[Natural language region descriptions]
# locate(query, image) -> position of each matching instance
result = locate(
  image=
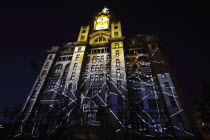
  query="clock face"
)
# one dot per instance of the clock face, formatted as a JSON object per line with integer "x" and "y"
{"x": 102, "y": 19}
{"x": 102, "y": 22}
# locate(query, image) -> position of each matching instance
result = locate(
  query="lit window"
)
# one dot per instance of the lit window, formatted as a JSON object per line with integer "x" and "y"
{"x": 75, "y": 66}
{"x": 102, "y": 58}
{"x": 117, "y": 62}
{"x": 163, "y": 76}
{"x": 51, "y": 84}
{"x": 118, "y": 84}
{"x": 92, "y": 68}
{"x": 101, "y": 77}
{"x": 96, "y": 77}
{"x": 94, "y": 59}
{"x": 120, "y": 100}
{"x": 60, "y": 58}
{"x": 118, "y": 72}
{"x": 86, "y": 68}
{"x": 167, "y": 86}
{"x": 101, "y": 67}
{"x": 47, "y": 64}
{"x": 149, "y": 90}
{"x": 108, "y": 57}
{"x": 38, "y": 83}
{"x": 77, "y": 57}
{"x": 91, "y": 78}
{"x": 82, "y": 37}
{"x": 152, "y": 104}
{"x": 98, "y": 58}
{"x": 117, "y": 52}
{"x": 73, "y": 76}
{"x": 50, "y": 57}
{"x": 62, "y": 83}
{"x": 44, "y": 73}
{"x": 97, "y": 67}
{"x": 172, "y": 101}
{"x": 116, "y": 45}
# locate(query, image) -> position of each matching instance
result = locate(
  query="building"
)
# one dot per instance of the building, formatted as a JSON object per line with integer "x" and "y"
{"x": 105, "y": 85}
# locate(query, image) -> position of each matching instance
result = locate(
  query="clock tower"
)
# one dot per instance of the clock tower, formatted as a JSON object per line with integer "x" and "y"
{"x": 102, "y": 20}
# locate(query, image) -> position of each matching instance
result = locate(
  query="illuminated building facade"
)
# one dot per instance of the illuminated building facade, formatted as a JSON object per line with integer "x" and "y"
{"x": 105, "y": 81}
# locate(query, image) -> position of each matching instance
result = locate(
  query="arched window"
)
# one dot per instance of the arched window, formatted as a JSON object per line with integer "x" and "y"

● **About this exercise**: In the answer, the data should reappear exactly, with no pictures.

● **Result for this task**:
# locate(query, image) -> position of each matching instance
result = locate(
  image=
  query="clock face"
)
# one dot per instance of the clock face, formatted as a JSON object per line with integer "x" and "y"
{"x": 102, "y": 19}
{"x": 102, "y": 22}
# locate(query, image) -> position of each matching instance
result = locate(
  query="lit window"
)
# one dot per instance of the lit window, formatted as a JSON object per line with integer "x" and "y"
{"x": 75, "y": 66}
{"x": 102, "y": 58}
{"x": 117, "y": 62}
{"x": 163, "y": 76}
{"x": 51, "y": 84}
{"x": 118, "y": 84}
{"x": 92, "y": 68}
{"x": 101, "y": 77}
{"x": 96, "y": 77}
{"x": 94, "y": 59}
{"x": 120, "y": 100}
{"x": 60, "y": 58}
{"x": 118, "y": 72}
{"x": 86, "y": 68}
{"x": 167, "y": 86}
{"x": 101, "y": 67}
{"x": 47, "y": 64}
{"x": 149, "y": 90}
{"x": 108, "y": 57}
{"x": 38, "y": 83}
{"x": 77, "y": 57}
{"x": 91, "y": 78}
{"x": 82, "y": 37}
{"x": 152, "y": 104}
{"x": 98, "y": 58}
{"x": 117, "y": 52}
{"x": 73, "y": 76}
{"x": 50, "y": 57}
{"x": 62, "y": 83}
{"x": 44, "y": 73}
{"x": 97, "y": 67}
{"x": 172, "y": 101}
{"x": 116, "y": 45}
# locate(query, image) -> position of each matching instance
result = locate(
  query="building"
)
# one dot per instance of the building, formatted as a JSON object per line with integer "x" and "y"
{"x": 105, "y": 85}
# locate(query, image) -> position of each matching instance
result = locate(
  query="clock tower"
)
# one dot per instance of the clock tower, formatted as a JSON object per line with integer "x" and "y"
{"x": 102, "y": 20}
# locate(query, image) -> position of each matching instance
result = locate(
  query="illuminated building facade"
)
# one dot per instance of the illuminated building facade, formatted as a JSON object per line with integer "x" and "y"
{"x": 105, "y": 81}
# locate(query, image) -> position of each matching instance
result = locate(
  query="arched window"
)
# one dot per instance of the arched window, formatted as a JSON object per line with integer "x" and "y"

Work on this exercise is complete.